• [Excerto]
--------
Sobre Viena, Sousa recorda sobretudo o tal intervalo, as tais palavras do técnico, o mote para a cambalhota no marcador da final da Taça dos Campeões Europeus. “A palestra do intervalo é que me faz relembrar e de que maneira o momento alto do Artur.”
Uns anos depois, Artur Jorge explicou aquela equipa por palavras. “Era uma equipa muito forte, com muita qualidade, que quase jogava de cor”, confessou em entrevista ao “Público” em 2002, lembrando a rapaziada de 87. “Fizemos uma digressão europeia de final de temporada e a qualidade era tão grande que impressionava. O título deu-nos ainda mais confiança. Ainda que seja um exercício relativo, talvez fosse a melhor equipa que treinei, embora também tivesse uma formação extremamente poderosa no meu segundo ano no Paris Saint-Germain”, acrescentou.
Foi também nas Antas que começou a carreira de futebolista profissional, em 1964/65. Seguiu para a Académica, Benfica, onde passou mais anos como atleta, Belenenses e Rochester Lancers, onde pendurou as botas. Foi quatro vezes campeão e ganhou duas vezes no Jamor. Foi internacional português em 16 ocasiões e marcou um golo.
Mas foi como treinador que alcançou o olimpo dos olimpos. Sobretudo por aquele mágico 1987, em que levou os dragões à glória europeia, uma façanha inédita até ali para um treinador português e, já agora, para o FC Porto, que já havia perdido uma final europeia contra a Juventus, em 1984, na Taças das Taças, com António Morais no banco.
A carreira de treinador de Artur Jorge até começou no Vitória Sport Clube, em Guimarães, como adjunto, em 1980/81. Depois de passagens por Belenenses e Portimonense, já como principal, chegou ao FC Porto no verão de 1984.
A viagem desportiva do rei Artur foi rica em latitudes, com passagens por França (onde treinou um soberbo PSG), Suíça, Espanha, Holanda, Arábia Saudita, Rússia, Camarões, Kuwait e Argélia, onde terminou a carreira, em 2016, no MC Alger, poeticamente o país de Madjer. Quando surpreendeu as gentes do futebol com o regresso ao ativo, explicou-se com simplicidade: “Como se costuma dizer, o bichinho nunca morre. Cá estamos, com a mesma paixão de sempre”.
Em 1990, estreou-se como selecionador português, uma tarefa que voltaria a viver depois do Euro 1996, uma competição em que representou a Suíça, travando a seleção da casa, no jogo inaugural. Foi na seleção portuguesa que viveu um dos episódios mais tristes da carreira, com a agressão de Ricardo Sá Pinto.
Por justiça ao homem que agora parte, terminemos como começámos, com mais uma história da final de 1987. Esta foi Pinto da Costa que contou, no Porto Canal, em 2014. Um futebolista que o dirigente não quis nomear mandou-se para uma sauna, em Viena, antes do jogo. Artur Jorge não gostou e riscou-o logo. Pinto da Costa amoleceu a disciplina do mister.
--------
• [Material fornecido]
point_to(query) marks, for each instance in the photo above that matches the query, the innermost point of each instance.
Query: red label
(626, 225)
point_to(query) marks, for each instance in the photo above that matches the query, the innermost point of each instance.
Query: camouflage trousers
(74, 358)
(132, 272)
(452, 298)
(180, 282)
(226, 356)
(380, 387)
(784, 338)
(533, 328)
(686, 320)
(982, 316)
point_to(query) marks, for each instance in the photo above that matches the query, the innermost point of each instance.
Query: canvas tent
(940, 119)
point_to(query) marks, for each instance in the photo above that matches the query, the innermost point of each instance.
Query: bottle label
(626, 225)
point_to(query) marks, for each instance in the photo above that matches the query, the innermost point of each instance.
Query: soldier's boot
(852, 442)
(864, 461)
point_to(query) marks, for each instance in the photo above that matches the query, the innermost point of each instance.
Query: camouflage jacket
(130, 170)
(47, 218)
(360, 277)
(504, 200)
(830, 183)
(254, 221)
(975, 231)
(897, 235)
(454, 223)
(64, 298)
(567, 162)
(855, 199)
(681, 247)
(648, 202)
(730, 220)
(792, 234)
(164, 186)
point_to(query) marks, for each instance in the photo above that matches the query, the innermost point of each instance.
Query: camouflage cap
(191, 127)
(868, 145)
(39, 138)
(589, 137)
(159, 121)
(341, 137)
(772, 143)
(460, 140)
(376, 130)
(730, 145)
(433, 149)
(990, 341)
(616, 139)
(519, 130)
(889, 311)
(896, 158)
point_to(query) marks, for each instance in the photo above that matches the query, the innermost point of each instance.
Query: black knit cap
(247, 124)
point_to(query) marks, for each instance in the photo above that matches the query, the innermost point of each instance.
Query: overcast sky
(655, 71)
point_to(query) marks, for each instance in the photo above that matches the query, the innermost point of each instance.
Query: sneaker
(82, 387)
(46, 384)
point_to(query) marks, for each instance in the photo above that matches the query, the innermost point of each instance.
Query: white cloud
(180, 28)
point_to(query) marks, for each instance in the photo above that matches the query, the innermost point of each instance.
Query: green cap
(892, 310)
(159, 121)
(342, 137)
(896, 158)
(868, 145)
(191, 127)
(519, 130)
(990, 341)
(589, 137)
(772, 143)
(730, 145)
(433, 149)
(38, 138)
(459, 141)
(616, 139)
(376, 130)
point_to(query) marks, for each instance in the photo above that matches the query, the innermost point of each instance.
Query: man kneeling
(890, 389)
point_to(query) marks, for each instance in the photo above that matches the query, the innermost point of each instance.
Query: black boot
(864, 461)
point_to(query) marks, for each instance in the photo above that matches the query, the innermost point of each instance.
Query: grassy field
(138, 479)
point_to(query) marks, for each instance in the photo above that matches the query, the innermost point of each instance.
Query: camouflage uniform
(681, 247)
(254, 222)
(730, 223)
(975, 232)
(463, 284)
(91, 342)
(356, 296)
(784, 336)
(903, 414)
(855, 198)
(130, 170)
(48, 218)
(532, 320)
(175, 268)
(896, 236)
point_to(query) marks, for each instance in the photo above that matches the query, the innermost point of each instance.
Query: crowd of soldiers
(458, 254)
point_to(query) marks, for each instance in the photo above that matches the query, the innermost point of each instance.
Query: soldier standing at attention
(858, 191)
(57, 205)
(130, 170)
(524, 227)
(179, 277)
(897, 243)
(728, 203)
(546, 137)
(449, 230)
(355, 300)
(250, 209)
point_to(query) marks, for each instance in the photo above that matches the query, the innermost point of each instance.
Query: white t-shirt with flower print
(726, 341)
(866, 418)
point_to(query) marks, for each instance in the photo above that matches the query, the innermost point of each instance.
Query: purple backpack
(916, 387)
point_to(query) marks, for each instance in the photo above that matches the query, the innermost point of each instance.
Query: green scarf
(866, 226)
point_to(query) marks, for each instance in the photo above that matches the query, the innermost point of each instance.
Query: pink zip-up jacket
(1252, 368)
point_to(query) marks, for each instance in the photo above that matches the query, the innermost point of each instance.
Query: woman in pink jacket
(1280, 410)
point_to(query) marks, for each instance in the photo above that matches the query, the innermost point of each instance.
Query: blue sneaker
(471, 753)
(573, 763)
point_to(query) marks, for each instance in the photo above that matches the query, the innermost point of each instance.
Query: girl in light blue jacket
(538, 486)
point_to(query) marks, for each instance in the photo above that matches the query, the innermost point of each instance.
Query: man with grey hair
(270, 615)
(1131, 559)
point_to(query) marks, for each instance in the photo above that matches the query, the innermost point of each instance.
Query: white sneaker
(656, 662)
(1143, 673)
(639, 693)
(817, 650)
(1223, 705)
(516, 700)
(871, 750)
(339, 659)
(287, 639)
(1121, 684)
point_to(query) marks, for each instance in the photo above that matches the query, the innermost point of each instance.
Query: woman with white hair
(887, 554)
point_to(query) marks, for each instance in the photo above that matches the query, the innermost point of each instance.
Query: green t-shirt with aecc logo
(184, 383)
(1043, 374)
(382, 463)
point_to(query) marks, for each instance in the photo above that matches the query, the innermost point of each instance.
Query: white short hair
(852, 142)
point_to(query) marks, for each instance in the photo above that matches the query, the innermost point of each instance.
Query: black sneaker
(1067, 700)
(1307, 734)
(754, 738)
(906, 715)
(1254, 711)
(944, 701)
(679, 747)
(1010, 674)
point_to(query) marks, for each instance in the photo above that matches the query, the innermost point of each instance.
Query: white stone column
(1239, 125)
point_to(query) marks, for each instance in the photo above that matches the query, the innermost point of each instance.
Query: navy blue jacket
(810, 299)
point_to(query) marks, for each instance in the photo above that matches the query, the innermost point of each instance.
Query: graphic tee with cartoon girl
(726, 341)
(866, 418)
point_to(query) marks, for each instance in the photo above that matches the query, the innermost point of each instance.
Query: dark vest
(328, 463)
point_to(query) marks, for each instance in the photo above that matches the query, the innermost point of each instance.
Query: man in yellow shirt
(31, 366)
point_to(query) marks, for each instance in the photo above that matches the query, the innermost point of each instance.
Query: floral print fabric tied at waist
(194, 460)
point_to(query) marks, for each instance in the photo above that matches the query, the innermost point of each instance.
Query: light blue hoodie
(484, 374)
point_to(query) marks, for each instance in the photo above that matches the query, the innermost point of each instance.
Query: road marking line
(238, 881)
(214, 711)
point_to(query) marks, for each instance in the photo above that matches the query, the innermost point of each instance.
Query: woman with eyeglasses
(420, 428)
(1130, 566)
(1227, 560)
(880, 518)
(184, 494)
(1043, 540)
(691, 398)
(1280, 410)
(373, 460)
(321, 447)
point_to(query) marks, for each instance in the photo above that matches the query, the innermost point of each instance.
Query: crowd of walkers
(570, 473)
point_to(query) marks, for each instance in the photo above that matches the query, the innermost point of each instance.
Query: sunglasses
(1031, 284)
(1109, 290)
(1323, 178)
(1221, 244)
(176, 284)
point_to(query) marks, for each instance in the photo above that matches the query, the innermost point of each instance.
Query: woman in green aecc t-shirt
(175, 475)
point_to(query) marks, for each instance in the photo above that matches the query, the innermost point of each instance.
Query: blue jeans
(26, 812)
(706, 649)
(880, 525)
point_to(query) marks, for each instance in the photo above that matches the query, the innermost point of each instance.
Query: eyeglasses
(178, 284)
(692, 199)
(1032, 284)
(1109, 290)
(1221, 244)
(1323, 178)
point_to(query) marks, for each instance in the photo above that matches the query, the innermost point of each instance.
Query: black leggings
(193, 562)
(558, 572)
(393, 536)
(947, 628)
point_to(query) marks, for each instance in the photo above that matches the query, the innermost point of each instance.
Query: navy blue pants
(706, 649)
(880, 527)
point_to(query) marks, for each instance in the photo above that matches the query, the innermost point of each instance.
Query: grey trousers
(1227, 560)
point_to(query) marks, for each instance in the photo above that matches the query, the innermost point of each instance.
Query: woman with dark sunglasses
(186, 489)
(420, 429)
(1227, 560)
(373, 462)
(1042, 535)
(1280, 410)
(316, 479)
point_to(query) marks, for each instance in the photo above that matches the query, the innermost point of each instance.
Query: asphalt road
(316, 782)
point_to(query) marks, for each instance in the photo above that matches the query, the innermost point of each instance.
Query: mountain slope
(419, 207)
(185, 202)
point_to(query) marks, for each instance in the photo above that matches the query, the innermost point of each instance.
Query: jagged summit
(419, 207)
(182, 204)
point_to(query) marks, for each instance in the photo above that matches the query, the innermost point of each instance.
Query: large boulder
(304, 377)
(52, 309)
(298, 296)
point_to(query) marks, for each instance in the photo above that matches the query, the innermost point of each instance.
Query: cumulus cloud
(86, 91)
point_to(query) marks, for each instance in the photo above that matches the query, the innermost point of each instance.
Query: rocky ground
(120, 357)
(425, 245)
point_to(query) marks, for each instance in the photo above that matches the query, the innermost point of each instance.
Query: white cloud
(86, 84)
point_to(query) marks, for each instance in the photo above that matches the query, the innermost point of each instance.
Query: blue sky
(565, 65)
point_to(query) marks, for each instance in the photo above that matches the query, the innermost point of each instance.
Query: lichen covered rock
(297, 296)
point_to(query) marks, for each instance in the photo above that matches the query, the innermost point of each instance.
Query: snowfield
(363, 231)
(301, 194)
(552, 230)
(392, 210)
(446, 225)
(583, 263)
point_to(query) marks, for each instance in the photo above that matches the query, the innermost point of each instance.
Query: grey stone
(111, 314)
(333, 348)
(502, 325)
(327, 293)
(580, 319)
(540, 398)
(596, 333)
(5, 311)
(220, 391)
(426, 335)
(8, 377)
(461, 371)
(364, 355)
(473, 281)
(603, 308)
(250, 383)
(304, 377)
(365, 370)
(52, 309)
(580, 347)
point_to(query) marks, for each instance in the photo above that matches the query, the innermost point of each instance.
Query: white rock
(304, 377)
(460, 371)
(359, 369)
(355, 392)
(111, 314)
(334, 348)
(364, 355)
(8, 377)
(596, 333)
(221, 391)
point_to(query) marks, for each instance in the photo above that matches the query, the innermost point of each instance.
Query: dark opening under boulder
--------
• [Instrução] Transcreva do excerto sobre Artur Jorge tudo o que vai desde "Uns anos depois, Artur" até "marcou um golo.", sem alterar uma palavra.

• [Resultado]
Uns anos depois, Artur Jorge explicou aquela equipa por palavras. “Era uma equipa muito forte, com muita qualidade, que quase jogava de cor”, confessou em entrevista ao “Público” em 2002, lembrando a rapaziada de 87. “Fizemos uma digressão europeia de final de temporada e a qualidade era tão grande que impressionava. O título deu-nos ainda mais confiança. Ainda que seja um exercício relativo, talvez fosse a melhor equipa que treinei, embora também tivesse uma formação extremamente poderosa no meu segundo ano no Paris Saint-Germain”, acrescentou.
Foi também nas Antas que começou a carreira de futebolista profissional, em 1964/65. Seguiu para a Académica, Benfica, onde passou mais anos como atleta, Belenenses e Rochester Lancers, onde pendurou as botas. Foi quatro vezes campeão e ganhou duas vezes no Jamor. Foi internacional português em 16 ocasiões e marcou um golo.